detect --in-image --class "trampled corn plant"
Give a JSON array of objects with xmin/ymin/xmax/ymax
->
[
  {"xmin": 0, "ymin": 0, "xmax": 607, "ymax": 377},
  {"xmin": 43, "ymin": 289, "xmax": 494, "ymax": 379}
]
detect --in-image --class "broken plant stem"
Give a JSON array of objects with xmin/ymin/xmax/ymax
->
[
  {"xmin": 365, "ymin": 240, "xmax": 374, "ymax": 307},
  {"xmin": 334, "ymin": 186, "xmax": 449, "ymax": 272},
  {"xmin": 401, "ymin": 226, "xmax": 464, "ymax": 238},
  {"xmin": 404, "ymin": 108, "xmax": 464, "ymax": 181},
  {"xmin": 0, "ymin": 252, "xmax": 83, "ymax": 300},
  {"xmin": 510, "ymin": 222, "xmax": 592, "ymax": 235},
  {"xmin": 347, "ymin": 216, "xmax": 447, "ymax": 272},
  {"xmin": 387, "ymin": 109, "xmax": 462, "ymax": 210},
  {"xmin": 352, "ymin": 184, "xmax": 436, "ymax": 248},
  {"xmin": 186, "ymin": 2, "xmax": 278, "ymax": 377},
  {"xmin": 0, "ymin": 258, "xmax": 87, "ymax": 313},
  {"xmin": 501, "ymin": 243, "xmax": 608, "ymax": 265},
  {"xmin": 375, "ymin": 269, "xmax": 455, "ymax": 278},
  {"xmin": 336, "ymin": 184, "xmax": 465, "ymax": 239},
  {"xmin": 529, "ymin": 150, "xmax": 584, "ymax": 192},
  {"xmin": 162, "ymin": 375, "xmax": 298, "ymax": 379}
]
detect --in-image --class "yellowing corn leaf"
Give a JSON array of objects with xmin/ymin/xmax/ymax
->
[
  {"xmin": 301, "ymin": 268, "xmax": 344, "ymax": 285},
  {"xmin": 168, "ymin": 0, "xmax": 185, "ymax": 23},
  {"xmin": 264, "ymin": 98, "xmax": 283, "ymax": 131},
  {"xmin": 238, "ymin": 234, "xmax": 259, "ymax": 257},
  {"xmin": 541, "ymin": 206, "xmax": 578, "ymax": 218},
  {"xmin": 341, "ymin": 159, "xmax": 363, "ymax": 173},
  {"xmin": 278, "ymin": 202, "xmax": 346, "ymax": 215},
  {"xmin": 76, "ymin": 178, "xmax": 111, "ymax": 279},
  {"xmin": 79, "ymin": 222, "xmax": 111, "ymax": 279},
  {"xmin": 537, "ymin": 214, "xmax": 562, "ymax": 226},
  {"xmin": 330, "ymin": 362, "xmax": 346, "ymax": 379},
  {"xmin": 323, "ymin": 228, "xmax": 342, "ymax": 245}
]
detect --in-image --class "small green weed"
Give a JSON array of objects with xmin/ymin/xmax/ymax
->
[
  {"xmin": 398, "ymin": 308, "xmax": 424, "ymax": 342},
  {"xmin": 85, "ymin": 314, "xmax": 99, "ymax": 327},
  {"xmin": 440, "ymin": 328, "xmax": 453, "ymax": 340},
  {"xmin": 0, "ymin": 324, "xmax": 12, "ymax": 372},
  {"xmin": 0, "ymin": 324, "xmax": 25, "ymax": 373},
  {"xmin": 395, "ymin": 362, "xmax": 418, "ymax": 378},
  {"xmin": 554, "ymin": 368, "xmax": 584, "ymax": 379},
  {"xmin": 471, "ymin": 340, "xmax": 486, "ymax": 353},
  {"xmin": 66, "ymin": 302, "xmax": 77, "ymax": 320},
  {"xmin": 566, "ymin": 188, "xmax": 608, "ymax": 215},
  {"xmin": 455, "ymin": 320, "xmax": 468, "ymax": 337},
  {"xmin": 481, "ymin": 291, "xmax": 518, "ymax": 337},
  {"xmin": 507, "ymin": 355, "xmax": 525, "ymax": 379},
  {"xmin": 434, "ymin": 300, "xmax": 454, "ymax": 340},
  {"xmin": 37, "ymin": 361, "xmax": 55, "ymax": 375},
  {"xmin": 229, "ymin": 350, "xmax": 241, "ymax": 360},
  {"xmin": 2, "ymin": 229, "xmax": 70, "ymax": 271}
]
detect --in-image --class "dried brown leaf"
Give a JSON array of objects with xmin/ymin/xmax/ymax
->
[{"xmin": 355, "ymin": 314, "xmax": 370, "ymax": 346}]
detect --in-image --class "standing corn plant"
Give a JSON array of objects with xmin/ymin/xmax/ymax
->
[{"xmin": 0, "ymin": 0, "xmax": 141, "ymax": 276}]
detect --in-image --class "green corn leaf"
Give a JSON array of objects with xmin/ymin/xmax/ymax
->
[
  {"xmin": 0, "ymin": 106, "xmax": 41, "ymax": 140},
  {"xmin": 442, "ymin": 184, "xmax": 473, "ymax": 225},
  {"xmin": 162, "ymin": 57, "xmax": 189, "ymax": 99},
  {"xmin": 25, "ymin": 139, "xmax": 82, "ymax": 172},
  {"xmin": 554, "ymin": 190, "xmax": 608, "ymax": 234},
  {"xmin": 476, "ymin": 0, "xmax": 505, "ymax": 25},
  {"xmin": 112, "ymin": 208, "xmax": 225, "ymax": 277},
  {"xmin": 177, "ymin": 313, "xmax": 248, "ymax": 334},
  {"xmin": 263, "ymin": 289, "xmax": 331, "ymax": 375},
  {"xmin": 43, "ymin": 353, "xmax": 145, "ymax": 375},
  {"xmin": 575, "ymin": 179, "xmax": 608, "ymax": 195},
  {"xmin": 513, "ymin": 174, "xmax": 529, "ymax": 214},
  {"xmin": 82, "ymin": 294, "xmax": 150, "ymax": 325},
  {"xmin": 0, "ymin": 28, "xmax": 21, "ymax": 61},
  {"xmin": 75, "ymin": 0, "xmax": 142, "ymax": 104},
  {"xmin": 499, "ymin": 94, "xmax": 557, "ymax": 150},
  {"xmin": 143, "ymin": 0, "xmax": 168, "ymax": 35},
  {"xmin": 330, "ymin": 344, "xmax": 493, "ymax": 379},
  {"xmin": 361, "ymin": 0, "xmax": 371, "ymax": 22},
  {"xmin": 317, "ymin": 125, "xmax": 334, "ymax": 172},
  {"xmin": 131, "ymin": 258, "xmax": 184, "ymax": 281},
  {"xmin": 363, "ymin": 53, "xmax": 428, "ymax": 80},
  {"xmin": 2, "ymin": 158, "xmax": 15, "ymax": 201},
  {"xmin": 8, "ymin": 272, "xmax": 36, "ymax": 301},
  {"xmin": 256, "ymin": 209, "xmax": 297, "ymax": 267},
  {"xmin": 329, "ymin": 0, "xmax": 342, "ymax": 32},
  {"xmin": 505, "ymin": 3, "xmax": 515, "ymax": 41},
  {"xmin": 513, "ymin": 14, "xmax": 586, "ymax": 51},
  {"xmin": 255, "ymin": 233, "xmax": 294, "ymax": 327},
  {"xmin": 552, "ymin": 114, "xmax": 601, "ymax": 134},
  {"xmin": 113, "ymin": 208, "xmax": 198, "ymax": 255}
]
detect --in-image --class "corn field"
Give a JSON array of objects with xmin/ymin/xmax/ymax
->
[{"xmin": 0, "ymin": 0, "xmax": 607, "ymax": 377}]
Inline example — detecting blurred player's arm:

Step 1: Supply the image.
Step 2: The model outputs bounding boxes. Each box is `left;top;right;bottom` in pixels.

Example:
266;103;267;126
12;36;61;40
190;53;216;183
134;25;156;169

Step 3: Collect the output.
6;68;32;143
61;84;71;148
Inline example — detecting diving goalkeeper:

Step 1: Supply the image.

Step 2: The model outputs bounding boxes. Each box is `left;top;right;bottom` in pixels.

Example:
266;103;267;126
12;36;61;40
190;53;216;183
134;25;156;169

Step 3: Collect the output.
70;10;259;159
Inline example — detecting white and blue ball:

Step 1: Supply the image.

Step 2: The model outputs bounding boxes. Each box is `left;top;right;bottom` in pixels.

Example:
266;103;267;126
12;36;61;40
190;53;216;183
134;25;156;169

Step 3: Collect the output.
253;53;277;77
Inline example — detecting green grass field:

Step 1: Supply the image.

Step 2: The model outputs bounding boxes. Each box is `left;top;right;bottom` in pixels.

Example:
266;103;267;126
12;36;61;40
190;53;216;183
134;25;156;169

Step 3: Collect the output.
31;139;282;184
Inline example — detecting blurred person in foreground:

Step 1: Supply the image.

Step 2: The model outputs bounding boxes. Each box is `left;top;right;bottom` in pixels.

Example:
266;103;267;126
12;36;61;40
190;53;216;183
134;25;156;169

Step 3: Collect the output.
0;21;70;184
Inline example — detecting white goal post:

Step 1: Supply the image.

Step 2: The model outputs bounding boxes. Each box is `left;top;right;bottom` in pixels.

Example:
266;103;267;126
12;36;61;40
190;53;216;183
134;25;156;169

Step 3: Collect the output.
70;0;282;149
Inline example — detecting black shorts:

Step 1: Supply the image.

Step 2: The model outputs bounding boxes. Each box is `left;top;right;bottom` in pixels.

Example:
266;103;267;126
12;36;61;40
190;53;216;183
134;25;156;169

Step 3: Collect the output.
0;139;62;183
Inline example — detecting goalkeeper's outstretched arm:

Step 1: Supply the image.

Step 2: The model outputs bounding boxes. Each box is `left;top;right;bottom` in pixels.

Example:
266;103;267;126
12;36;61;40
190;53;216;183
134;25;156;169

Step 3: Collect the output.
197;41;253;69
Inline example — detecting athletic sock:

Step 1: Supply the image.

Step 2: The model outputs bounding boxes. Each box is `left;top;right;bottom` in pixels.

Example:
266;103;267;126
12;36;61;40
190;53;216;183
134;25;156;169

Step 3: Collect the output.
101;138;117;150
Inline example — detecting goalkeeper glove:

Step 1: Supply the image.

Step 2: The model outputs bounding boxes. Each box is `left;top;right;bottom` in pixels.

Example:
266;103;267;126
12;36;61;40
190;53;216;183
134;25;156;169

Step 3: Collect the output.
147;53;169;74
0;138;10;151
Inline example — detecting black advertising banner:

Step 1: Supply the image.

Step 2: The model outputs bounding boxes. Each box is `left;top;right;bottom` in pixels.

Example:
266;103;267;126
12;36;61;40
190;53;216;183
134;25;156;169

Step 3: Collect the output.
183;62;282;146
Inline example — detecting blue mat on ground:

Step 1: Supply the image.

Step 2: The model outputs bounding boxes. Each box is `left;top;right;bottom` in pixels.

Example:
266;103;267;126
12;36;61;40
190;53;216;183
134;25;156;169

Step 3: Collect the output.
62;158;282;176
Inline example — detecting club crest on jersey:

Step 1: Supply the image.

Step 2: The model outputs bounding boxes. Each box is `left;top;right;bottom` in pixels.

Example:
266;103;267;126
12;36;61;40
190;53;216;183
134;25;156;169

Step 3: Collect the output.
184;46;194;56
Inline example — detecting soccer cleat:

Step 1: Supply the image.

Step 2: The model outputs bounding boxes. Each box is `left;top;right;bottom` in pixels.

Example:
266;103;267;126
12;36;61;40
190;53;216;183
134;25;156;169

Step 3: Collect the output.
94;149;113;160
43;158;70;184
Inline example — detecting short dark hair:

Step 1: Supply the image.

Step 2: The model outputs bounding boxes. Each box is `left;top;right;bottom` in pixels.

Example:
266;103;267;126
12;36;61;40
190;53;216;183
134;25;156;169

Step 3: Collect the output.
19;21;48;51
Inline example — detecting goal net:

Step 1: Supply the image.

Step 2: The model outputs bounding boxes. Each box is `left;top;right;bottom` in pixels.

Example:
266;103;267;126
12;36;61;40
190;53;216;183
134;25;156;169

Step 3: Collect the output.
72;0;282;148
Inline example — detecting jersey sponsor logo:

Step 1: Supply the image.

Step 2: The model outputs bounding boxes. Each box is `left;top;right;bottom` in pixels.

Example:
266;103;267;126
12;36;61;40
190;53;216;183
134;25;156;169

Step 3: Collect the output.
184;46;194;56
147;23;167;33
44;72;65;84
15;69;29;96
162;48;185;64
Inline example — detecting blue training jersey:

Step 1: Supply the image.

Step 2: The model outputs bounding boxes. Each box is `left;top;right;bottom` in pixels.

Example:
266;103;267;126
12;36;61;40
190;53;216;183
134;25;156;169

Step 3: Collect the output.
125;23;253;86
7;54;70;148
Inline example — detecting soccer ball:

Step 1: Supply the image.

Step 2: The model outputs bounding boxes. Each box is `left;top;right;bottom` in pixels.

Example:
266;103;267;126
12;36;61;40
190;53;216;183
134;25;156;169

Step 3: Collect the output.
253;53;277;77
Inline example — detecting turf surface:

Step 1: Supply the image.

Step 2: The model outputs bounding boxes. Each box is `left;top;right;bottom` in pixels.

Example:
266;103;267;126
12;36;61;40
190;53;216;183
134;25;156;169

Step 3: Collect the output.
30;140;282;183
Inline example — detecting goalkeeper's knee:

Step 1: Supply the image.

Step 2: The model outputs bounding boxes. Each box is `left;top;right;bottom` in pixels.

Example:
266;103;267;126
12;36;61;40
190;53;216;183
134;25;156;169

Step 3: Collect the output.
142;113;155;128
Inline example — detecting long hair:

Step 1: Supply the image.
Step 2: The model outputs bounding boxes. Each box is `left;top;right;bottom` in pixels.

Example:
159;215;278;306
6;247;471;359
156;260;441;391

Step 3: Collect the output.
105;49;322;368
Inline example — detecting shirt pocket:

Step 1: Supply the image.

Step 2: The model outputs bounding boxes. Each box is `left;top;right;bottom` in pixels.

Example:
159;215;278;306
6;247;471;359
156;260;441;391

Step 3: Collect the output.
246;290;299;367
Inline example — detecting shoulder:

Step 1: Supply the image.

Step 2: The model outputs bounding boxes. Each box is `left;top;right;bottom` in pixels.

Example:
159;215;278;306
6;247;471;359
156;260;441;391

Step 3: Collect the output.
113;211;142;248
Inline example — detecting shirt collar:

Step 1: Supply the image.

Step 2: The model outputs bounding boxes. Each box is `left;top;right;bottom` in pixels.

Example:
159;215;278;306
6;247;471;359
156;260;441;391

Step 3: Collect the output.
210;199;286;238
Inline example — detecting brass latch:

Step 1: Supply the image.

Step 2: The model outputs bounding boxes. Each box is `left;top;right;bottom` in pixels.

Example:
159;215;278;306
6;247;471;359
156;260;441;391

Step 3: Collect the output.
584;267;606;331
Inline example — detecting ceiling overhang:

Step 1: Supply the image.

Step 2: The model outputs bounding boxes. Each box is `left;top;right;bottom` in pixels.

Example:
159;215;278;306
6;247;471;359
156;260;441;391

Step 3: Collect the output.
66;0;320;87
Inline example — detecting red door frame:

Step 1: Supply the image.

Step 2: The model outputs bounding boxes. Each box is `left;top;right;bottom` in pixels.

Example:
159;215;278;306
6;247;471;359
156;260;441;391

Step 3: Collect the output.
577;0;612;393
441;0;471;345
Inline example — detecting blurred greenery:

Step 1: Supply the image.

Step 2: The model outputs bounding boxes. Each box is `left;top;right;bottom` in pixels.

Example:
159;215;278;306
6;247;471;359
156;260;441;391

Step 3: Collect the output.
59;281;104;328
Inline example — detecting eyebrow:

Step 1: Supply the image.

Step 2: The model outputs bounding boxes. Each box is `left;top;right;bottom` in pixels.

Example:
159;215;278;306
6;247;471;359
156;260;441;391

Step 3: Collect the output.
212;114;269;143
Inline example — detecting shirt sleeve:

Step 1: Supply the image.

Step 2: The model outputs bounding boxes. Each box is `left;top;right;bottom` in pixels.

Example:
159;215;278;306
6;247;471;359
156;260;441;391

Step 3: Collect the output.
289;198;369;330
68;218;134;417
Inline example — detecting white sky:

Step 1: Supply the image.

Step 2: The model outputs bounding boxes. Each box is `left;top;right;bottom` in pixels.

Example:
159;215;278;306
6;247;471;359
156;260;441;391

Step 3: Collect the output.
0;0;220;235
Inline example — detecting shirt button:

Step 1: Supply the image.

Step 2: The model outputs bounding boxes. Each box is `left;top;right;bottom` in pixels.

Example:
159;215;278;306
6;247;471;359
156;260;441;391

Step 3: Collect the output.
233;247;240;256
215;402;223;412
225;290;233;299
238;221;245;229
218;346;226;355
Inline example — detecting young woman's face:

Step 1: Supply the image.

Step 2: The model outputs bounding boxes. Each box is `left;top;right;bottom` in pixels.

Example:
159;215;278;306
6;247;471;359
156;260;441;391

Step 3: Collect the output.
☆ ☆ ☆
Which lines of the records contain "white"? Show each of them.

Inline example — detecting white and blue ball:
Inline example — detecting white goal post:
Inline example — detecting white sky:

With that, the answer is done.